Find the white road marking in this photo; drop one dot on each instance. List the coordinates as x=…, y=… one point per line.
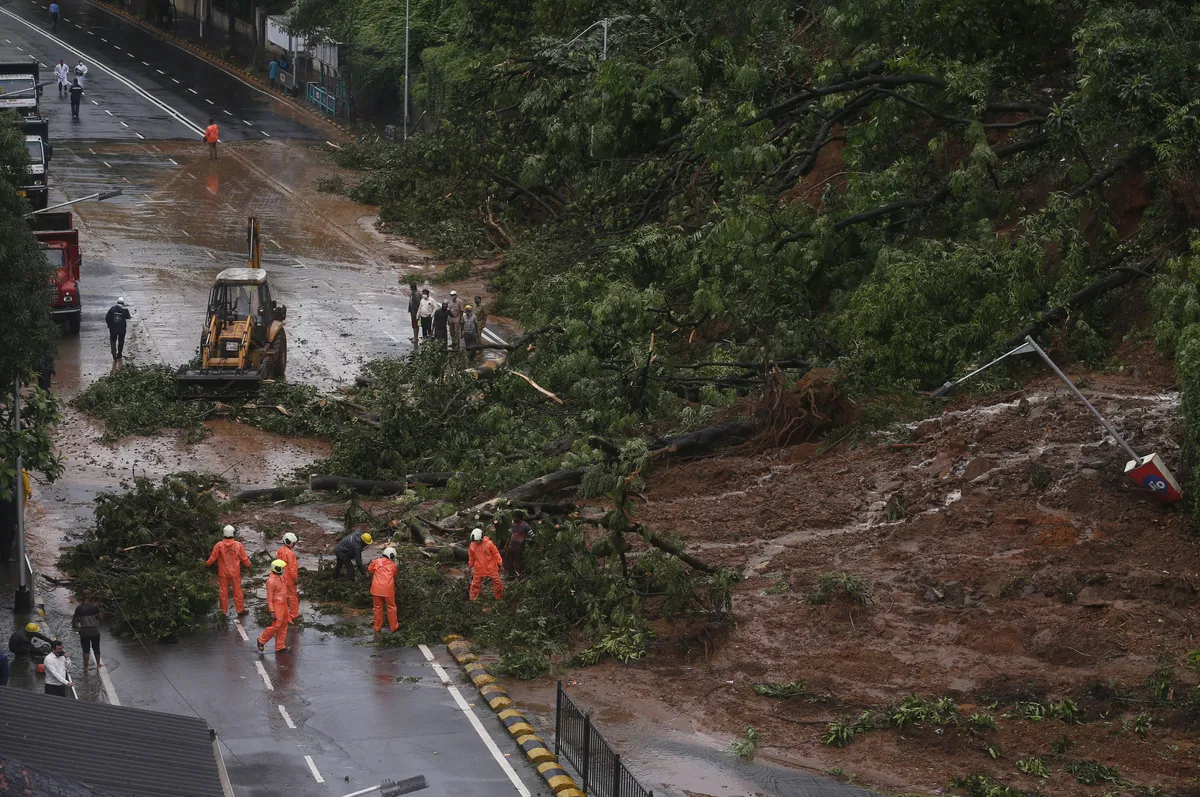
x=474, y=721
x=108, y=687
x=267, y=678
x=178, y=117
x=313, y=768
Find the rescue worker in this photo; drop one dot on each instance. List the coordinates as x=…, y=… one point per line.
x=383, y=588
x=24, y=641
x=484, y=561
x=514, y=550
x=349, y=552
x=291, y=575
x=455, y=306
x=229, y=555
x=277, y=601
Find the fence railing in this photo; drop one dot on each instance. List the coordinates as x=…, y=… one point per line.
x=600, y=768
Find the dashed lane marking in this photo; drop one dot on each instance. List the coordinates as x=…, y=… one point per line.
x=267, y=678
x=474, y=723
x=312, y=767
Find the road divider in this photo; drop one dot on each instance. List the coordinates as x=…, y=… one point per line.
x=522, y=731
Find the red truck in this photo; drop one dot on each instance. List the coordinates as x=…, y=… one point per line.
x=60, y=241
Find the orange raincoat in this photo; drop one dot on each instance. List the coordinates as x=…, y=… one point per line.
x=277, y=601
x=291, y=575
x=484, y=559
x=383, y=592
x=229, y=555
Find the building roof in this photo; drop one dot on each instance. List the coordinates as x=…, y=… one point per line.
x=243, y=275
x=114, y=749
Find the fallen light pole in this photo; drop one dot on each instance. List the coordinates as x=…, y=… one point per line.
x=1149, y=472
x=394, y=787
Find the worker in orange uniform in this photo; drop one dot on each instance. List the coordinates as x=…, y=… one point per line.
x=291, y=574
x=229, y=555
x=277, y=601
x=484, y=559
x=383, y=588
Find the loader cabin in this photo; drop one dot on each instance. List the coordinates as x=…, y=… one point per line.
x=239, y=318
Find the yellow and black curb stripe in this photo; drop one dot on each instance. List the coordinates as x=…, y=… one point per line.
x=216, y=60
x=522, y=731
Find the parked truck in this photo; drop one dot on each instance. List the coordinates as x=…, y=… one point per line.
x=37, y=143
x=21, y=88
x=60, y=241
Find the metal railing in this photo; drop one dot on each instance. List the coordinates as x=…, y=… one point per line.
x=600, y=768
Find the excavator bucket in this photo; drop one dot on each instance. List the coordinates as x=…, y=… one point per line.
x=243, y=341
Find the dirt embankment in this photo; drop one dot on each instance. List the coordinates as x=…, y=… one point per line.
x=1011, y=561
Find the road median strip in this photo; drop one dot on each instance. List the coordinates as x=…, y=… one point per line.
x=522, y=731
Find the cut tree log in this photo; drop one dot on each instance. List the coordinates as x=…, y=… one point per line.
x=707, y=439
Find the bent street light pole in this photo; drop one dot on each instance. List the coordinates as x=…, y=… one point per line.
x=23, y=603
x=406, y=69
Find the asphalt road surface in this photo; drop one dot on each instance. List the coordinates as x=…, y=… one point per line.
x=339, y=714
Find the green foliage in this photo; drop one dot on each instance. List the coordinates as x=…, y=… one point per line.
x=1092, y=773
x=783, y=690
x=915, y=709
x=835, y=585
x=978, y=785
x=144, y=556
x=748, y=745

.....

**Requirement**
Although the records contain pictures, the copy should consist of their text alone, reproduced exactly.

**The answer**
Find the white road marking in this photo; drop one dot on each instance. List the coordinates as x=…, y=… one point per line.
x=474, y=721
x=108, y=687
x=267, y=678
x=178, y=117
x=313, y=768
Find the rescue worker in this photo; drop one dot on each instance. List the coordinates as x=…, y=… one point per line.
x=383, y=588
x=24, y=641
x=484, y=561
x=514, y=550
x=349, y=552
x=291, y=575
x=455, y=306
x=229, y=555
x=277, y=601
Find the fence railing in this photo; drop one dot on each instance. List the coordinates as x=…, y=… one point per line.
x=600, y=768
Find the dashed lane marking in this photo; drop one dot on each instance. List the coordinates as x=…, y=… one point per line.
x=267, y=678
x=474, y=723
x=312, y=767
Find the road divider in this photo; drop one dot on each instance. List the coordinates as x=…, y=… one point per line.
x=522, y=731
Find the red truck in this photo; drop one dot on each instance. List the coordinates as x=…, y=… one point per line.
x=60, y=241
Find the orange raincoat in this photo; drop one dot on each instance. List the coordinates as x=…, y=… one point per line.
x=277, y=601
x=291, y=575
x=484, y=559
x=383, y=592
x=229, y=555
Find the building roof in this photo; drop one dot on each instance. List the coordinates as x=…, y=… one point per line.
x=243, y=275
x=114, y=749
Find the fallen light pole in this photo; drop one dot on each instance. List the coordinates as x=…, y=… one point per line.
x=1149, y=472
x=394, y=787
Find the worker in orange uniform in this photo; drop one dot on each instance. List the coordinates as x=…, y=… one point per line.
x=291, y=574
x=229, y=555
x=277, y=601
x=484, y=559
x=383, y=588
Find the loader cabin in this photo; drop one dot on each instance. List the coordinates as x=…, y=… one point per line.
x=239, y=318
Find the yellow and black curb stripe in this photo; drop one dot on each instance. List the coordinates as x=…, y=… one point per line.
x=216, y=60
x=522, y=731
Find the parked truck in this photo; drop one dot on each instance. List the coordinates as x=…, y=… one point per line.
x=37, y=143
x=21, y=88
x=60, y=241
Find the metal railing in this photo; drop one dot on each instance. List the coordinates as x=…, y=… one point per line.
x=600, y=768
Find the excavator bucket in this photo; drop one dot on each instance. List the coordinates as x=…, y=… one point per line.
x=243, y=341
Find the dirt embankment in this photo; drop one dot on each instance. List the coordinates as x=…, y=… one point per line.
x=1011, y=561
Find the road median strip in this photo; drop one dot on each instance. List the coordinates as x=…, y=… one point per line.
x=522, y=731
Find the cut tree log in this photo; drop one dot on each instance. List the coordinates as x=…, y=… one point per line.
x=707, y=439
Find the bent street light pole in this photo; drop one dot on each instance. List the coordinates as x=…, y=… one point per line.
x=23, y=603
x=406, y=69
Find the asphalt road surface in this photo; drop one dot on each instance. List the coordinates as x=…, y=… one point per line.
x=339, y=714
Find the green foliage in this photo; drop one dot on each instance. List the coordinates as x=…, y=… one point per line.
x=1092, y=773
x=783, y=690
x=915, y=709
x=835, y=585
x=978, y=785
x=144, y=556
x=748, y=745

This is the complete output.